Stored records

[Begin]

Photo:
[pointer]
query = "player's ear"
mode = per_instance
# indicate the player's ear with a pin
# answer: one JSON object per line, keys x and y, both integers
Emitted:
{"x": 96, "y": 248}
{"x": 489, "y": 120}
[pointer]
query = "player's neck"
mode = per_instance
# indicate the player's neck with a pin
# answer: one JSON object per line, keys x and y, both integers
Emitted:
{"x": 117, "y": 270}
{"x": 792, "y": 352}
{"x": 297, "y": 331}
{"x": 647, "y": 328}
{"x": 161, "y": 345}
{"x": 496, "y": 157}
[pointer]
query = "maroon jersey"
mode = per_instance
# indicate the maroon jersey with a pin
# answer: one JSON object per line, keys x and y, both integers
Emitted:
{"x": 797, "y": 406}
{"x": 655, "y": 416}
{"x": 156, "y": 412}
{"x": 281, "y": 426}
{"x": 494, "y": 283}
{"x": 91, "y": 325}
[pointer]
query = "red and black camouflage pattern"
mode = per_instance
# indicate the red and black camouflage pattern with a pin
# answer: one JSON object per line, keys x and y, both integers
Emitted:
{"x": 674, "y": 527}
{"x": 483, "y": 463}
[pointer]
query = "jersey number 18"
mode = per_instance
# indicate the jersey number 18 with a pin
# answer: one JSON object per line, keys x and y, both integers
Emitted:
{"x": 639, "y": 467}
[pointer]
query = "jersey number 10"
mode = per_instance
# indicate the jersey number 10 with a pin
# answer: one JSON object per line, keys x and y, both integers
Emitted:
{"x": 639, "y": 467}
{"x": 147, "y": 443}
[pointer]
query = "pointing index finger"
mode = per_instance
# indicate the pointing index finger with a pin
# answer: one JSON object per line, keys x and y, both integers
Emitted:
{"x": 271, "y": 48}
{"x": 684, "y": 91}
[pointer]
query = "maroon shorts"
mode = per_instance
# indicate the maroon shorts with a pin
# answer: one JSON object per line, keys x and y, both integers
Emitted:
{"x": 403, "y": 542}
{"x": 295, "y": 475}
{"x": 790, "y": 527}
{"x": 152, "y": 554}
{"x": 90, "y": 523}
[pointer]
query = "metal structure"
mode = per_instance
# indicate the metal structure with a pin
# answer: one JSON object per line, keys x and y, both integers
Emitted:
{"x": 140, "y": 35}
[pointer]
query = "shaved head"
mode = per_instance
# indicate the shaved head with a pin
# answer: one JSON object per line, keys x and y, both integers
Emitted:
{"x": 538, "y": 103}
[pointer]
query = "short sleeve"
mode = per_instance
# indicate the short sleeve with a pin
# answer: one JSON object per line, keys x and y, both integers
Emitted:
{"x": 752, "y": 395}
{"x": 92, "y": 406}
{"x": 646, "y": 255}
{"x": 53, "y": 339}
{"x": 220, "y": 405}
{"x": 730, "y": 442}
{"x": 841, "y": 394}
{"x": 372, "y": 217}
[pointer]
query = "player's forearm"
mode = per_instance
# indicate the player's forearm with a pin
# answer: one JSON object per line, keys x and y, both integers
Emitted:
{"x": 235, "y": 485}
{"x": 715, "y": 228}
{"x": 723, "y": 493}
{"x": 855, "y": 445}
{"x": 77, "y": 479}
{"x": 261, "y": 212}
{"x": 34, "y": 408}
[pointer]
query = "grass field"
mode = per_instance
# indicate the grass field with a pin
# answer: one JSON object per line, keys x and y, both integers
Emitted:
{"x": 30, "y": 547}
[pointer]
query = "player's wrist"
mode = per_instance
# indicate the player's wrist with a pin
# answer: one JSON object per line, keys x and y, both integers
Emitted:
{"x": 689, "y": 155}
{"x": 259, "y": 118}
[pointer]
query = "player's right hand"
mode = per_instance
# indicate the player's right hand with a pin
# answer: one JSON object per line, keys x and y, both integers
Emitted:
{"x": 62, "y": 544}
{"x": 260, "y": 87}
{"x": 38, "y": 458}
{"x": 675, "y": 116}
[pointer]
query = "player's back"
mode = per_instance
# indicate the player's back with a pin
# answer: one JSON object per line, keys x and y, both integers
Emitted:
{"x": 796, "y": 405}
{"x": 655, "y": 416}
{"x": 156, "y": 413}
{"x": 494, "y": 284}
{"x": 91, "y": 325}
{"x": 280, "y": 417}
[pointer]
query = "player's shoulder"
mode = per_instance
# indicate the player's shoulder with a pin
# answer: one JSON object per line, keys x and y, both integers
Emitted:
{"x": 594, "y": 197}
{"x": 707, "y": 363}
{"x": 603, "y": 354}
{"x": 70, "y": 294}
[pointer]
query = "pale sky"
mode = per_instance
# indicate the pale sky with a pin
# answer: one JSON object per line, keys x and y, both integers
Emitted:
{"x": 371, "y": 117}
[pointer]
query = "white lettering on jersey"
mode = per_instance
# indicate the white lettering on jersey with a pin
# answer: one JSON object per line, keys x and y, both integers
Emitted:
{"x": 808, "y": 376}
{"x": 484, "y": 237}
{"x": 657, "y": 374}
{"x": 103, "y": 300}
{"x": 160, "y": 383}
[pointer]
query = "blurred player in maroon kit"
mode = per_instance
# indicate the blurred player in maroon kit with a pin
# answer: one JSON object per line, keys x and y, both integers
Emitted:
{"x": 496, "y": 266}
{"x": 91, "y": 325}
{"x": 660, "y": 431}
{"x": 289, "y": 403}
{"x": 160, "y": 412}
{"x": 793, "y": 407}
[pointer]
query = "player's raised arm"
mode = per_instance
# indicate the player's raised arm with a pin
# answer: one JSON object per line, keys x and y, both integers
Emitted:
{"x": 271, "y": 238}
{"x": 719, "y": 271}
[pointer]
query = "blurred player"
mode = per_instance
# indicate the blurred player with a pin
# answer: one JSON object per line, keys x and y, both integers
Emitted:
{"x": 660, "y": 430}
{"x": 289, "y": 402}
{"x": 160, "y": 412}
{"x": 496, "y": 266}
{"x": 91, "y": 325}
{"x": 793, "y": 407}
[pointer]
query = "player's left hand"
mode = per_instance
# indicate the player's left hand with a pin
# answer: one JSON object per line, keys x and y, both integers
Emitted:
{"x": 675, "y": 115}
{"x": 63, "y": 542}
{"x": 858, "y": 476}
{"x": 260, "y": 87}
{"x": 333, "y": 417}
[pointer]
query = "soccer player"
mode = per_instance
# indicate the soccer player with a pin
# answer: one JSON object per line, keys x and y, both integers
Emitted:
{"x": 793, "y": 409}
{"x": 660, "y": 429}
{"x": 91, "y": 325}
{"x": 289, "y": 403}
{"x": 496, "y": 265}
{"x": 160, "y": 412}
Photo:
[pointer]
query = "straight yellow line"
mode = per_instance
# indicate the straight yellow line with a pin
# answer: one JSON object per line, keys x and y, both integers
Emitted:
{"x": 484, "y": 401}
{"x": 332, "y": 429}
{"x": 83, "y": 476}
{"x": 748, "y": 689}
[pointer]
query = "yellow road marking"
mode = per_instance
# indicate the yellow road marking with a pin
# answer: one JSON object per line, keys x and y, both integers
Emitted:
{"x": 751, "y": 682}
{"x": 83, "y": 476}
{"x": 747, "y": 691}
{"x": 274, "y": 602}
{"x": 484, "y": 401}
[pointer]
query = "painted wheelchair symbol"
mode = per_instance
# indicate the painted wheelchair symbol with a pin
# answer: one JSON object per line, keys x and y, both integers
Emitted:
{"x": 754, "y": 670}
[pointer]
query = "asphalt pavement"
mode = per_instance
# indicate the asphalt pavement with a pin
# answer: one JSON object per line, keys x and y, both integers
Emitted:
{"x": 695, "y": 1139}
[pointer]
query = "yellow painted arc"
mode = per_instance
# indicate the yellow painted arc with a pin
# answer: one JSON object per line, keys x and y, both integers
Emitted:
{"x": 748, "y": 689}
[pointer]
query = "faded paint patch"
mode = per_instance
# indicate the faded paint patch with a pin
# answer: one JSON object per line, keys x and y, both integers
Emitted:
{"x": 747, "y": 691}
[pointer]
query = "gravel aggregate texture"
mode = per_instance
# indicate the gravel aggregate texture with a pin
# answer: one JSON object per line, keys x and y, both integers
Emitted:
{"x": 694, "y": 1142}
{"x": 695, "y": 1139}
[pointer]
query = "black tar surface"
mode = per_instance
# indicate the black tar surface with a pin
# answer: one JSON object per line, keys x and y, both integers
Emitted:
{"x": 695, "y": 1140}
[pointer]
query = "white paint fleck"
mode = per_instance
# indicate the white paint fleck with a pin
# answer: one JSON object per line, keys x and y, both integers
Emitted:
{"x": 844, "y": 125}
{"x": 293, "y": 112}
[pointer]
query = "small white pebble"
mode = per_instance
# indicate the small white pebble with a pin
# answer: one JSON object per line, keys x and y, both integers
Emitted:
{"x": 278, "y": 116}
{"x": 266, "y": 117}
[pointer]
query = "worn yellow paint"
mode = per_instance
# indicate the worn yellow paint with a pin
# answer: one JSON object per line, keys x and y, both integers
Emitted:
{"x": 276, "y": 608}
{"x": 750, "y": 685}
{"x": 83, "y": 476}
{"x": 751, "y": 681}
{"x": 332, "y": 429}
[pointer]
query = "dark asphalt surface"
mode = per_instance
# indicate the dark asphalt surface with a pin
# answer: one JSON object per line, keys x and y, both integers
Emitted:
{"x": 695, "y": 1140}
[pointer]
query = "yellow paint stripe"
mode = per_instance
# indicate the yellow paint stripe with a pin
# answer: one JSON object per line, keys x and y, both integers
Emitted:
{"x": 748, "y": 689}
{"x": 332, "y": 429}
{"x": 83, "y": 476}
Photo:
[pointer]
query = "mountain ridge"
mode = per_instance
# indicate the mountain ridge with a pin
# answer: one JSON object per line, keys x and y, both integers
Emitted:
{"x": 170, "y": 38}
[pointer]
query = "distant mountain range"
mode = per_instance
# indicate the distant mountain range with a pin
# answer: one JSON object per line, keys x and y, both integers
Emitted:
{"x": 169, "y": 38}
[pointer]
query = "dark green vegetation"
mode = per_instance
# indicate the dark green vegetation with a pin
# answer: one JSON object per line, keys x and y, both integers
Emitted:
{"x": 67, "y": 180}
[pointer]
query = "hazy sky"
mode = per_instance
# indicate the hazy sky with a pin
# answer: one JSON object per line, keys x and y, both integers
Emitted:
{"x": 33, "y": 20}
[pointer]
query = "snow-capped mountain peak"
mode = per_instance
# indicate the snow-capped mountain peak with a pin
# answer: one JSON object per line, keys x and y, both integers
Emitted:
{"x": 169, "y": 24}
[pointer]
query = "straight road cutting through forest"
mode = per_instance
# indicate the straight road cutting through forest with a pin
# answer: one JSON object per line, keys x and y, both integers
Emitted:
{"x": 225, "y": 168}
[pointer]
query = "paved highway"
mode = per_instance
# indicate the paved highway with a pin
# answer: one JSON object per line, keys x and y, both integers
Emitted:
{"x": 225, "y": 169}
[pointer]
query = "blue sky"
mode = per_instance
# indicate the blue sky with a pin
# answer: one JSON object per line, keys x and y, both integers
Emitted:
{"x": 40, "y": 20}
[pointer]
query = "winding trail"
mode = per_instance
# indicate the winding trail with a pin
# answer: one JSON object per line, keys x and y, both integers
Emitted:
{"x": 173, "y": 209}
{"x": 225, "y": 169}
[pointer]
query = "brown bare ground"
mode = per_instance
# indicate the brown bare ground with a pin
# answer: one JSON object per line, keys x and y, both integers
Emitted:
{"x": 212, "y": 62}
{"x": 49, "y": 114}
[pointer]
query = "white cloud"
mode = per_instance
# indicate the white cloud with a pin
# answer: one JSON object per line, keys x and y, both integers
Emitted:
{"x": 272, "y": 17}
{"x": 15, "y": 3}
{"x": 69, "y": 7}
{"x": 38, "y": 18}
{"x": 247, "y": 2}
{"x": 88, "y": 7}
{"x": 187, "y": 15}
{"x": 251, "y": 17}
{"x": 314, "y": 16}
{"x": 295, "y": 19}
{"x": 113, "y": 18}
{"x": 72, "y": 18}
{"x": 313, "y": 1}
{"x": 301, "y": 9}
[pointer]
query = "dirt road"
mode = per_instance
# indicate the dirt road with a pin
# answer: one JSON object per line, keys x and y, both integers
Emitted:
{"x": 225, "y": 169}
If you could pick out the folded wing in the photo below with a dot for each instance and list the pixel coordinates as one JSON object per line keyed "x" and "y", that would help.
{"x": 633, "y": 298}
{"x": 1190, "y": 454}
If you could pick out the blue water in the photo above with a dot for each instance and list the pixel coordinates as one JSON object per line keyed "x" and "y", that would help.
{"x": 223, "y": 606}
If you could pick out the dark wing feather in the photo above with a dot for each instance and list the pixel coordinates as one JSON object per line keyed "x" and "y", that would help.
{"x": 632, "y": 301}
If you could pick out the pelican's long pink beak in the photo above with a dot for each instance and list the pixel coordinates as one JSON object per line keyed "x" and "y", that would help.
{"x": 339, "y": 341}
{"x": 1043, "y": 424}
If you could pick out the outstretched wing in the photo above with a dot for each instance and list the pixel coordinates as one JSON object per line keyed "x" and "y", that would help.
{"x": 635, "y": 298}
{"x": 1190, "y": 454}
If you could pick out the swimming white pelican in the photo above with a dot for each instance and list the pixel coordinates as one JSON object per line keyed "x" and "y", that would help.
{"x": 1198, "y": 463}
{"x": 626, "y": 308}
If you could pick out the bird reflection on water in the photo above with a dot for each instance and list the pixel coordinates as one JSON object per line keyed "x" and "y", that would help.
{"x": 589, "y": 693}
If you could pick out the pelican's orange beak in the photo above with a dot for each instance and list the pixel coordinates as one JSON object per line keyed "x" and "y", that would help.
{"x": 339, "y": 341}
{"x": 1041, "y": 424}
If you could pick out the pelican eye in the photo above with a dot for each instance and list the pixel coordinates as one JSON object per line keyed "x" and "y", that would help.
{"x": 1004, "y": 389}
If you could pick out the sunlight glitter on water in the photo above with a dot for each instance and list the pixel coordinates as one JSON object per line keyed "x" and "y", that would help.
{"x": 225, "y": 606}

[End]

• [TASK TO CARRY OUT] Rewrite the lines from the one containing "If you could pick out the pelican eye" through the end of the stored records, putting "a pin" in place of "a dot" and keeping everything else the same.

• [COMPLETED TASK]
If you could pick out the pelican eye in the photo above with a pin for each instance and list the pixel coordinates as one JSON object per line keyed "x" and "y", that would help.
{"x": 1004, "y": 389}
If you could pick out the sunlight glitter on water in the photo above with a pin for each instance and list the pixel coordinates as one JSON object per line keyed "x" and "y", that would help.
{"x": 225, "y": 606}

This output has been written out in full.